* **Passage provided**:
* * * * * * *

= Defence Security and Vetting Service =

The Defence Security Division (DSD) (formerly the Defence Security and Vetting Service (DSVS) and the Defence Security Authority (DSA)) is a security agency within the Australian Government, and plays a crucial role in maintaining national security.

The DSD sits within Australia’s National Intelligence Community (NIC) security architecture as Defence’s principal protective security authority. DSD is responsible for protective security, counterintelligence, and insider‑threat detection and mitigation within the Australian Defence Organisation.

DSD is composed of four specialised branches:

1. Special Activities Deployment Group (SAD Group), which deploys and serves as DSD’s covert operations and special missions arm; it conducts clandestine intelligence collection, sensitive security operations, and specialised technical activities requiring deniable capability
2. Security Threat Assessments Branch (STAB), which provides strategic assessments of foreign intelligence risks, emerging security threats, and insider‑risk indicators affecting Defence personnel and facilities.
3. Defence Industry Security Bureau (DISB), which oversees protective security policy, accreditation, and compliance for Defence industry partners, including the management of classified contract security requirements.
4. Australian Government Security Vetting Agency (AGSVA), which is responsible for conducting personnel security vetting across Defence and other Commonwealth agencies, operating under DSD’s governance framework and policy oversight.

DSD agents are security and threat analysts, physical security specialists, and security investigators. DSD also employ Special Defence Security Officials (SDSOs), who serve as its designated special agents and hold distinct statutory authorities.

DSD special agents are unique within the Commonwealth in that they are the only officers authorised to exercise statutory use‑of‑force powers, including lethal force, while operating in plain clothes without displaying any Australian Government insignia. No other state or federal government role provides use‑of‑force authorities to officials who do not wear a uniform or some form of visible identification.

DSD agents are also embedded within the Australian Security Intelligence Organisation (ASIO) for closer collaboration on matters pertaining to Defence-specific espionage and Top Secret Privileged Access security clearances. DSD is the parent agency of the Australian Government Security Vetting Agency.

* * * * * * *

* **Goal**:
Answer these questions from the passage on the Defence Security Division:
(a) Which two former names of the division does it give?
(b) Which branch provides strategic assessments of foreign intelligence risks?
(c) Within which organization are the division's agents embedded?
The material that follows comes from a separate source.

* **Source material**:
* * * * * * *

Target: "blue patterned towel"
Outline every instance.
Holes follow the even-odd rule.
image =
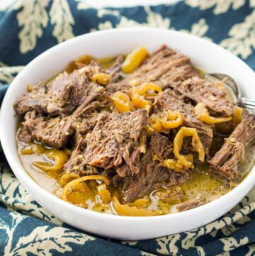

* * * * * * *

* **Expected answer**:
(a) The Defence Security and Vetting Service (DSVS) and the Defence Security Authority (DSA).
(b) The Security Threat Assessments Branch (STAB).
(c) The Australian Security Intelligence Organisation (ASIO).